Monday, 9 September 2013

Gorner Glacier explorations 2013

Back to the Gorner Glacier, Zermatt, to once again explore the 'moulins' or sink holes in the glacier. I wasn't sure if I could make the trip this year but literally at the last minute managed to steal a week and join good chums Martin Groves and Gareth Davies on the second week of this years trip to the Gorner Glacier.

Arriving in Zermatt on a damp Saturday evening I had unfortunately missed the last train up the mountain. In addition the useful shops had already shut... So it was either back down the valley to Tasch to a campsite, or try and find some over priced bed in Zermatt, or start walking. I opted to start walking.

What daylight had been left was gone by the time I entered the trails in the forest. One of those damp but muggy nights which made the steep lug up the track very sweaty, especially with a big pack. The idea was to bivvy down somewhere on route, but a nice flat spot just wasn't appearing in the gloom as I slowly stomped up the mountain.

Rather surreally I arrived at one of the higher stations for the mountain train and was suddenly in the grounds of a luxury hotel! Definitely out of my price bracket but also felt very wrong. I walked past to escape the opulence and noise.

The map suggests a possible good spot. Flatter contours and a small stream - a little alpine meadow. The rain and mist reveal enough to suggest this is the case and I quickly set up the tent and can escape the damp. Sadly I have no stove - the boys have enough with them and it saved trying to find fuel the other end of the flight - but sadly this meant no hot brew or food. Just water and some breakfast biscuits. Somehow this didn't matter - I was alone in my small spot on the mountain.

> _DATASET ROWS_:
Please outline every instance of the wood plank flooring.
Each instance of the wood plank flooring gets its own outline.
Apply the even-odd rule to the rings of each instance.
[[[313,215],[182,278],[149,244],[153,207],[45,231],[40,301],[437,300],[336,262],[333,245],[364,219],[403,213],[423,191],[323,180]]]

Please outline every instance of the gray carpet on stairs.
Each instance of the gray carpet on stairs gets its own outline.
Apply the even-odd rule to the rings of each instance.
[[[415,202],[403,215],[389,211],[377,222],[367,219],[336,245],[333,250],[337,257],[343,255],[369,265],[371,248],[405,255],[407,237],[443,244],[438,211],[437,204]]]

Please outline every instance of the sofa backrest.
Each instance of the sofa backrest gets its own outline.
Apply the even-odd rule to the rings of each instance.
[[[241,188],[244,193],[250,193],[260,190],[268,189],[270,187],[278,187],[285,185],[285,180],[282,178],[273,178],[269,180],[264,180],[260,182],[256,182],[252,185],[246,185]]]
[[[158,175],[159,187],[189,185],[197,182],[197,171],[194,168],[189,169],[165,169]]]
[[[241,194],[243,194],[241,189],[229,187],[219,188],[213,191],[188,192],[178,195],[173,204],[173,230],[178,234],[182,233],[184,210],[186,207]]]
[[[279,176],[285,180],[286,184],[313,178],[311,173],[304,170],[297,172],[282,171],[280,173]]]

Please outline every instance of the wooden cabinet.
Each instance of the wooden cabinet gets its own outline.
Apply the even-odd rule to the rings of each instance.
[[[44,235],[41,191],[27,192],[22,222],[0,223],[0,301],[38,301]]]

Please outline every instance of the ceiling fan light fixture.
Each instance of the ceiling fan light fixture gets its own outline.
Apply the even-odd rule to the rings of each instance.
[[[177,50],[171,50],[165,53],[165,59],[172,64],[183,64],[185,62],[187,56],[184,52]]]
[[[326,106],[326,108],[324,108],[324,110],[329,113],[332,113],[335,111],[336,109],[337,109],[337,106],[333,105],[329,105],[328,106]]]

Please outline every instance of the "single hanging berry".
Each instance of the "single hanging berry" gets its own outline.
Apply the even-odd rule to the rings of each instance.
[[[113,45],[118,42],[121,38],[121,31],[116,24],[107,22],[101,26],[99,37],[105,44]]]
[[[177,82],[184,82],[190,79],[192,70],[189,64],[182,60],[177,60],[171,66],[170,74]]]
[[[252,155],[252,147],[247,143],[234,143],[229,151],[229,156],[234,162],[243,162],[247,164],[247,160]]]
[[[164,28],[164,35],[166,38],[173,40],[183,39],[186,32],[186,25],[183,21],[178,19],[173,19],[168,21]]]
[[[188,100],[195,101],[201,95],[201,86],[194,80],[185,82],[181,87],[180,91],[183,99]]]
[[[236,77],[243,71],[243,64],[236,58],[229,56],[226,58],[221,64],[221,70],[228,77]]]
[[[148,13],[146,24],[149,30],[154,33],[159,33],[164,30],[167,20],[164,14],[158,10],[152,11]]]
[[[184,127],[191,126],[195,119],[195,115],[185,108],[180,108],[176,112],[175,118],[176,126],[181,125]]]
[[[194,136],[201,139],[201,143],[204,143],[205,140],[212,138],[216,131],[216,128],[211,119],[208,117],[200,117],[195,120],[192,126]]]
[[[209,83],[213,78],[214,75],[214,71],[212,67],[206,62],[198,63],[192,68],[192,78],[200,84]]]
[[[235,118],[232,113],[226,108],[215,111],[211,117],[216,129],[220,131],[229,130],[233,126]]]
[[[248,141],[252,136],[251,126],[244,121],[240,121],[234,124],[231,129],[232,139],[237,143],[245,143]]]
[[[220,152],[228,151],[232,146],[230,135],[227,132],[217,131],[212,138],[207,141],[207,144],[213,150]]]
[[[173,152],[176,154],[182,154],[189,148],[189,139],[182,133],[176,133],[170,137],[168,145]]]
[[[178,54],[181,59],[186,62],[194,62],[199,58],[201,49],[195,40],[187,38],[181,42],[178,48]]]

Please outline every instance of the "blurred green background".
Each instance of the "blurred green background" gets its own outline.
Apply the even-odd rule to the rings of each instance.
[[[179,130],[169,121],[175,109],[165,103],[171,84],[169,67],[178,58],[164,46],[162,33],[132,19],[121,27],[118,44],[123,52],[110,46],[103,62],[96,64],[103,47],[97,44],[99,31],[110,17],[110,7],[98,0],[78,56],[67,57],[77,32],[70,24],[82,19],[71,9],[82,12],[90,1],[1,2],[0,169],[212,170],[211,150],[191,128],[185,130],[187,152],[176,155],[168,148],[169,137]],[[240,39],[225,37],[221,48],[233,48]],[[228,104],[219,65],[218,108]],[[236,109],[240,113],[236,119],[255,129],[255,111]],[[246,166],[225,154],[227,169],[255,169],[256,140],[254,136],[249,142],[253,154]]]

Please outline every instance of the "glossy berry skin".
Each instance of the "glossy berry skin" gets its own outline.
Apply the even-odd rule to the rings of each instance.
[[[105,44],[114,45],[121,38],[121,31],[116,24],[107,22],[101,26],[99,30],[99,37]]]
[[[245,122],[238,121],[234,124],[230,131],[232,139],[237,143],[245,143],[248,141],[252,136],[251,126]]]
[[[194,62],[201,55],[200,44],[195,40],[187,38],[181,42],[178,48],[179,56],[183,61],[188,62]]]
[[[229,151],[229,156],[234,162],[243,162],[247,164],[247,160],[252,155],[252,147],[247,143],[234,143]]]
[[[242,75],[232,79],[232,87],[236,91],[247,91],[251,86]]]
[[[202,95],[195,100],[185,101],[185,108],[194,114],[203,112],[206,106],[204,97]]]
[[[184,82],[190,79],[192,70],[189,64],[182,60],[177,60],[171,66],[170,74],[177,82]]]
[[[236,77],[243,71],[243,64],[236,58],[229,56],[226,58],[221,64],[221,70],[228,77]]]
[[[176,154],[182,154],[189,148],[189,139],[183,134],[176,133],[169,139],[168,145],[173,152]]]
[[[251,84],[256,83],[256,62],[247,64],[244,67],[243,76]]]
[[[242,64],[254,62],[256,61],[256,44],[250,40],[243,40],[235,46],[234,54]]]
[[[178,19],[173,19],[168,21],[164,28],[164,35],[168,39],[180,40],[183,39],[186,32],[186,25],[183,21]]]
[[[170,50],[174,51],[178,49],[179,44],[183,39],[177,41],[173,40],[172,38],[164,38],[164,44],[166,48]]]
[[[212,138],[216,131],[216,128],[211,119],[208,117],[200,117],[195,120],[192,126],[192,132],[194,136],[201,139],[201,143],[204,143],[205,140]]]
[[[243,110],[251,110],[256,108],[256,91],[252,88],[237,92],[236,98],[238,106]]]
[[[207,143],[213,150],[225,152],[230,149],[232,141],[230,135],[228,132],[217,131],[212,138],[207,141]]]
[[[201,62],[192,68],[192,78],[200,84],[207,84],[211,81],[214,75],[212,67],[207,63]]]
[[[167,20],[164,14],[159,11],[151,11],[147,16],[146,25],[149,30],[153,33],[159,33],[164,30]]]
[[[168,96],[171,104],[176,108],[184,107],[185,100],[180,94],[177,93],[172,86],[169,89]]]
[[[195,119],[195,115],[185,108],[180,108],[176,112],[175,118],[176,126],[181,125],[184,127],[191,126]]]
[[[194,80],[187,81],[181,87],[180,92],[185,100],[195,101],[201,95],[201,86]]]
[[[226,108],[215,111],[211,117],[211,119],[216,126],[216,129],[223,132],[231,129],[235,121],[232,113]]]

> _DIRECTIVE 1_: Which two friends did the writer join for the second week of the Gorner Glacier trip?
> _DIRECTIVE 2_: Reproduce the passage in the Gorner Glacier post from "Arriving in Zermatt" up to and including "opulence and noise.".

> _FULL ANSWER 1_: Martin Groves and Gareth Davies.

> _FULL ANSWER 2_:
Arriving in Zermatt on a damp Saturday evening I had unfortunately missed the last train up the mountain. In addition the useful shops had already shut... So it was either back down the valley to Tasch to a campsite, or try and find some over priced bed in Zermatt, or start walking. I opted to start walking.

What daylight had been left was gone by the time I entered the trails in the forest. One of those damp but muggy nights which made the steep lug up the track very sweaty, especially with a big pack. The idea was to bivvy down somewhere on route, but a nice flat spot just wasn't appearing in the gloom as I slowly stomped up the mountain.

Rather surreally I arrived at one of the higher stations for the mountain train and was suddenly in the grounds of a luxury hotel! Definitely out of my price bracket but also felt very wrong. I walked past to escape the opulence and noise.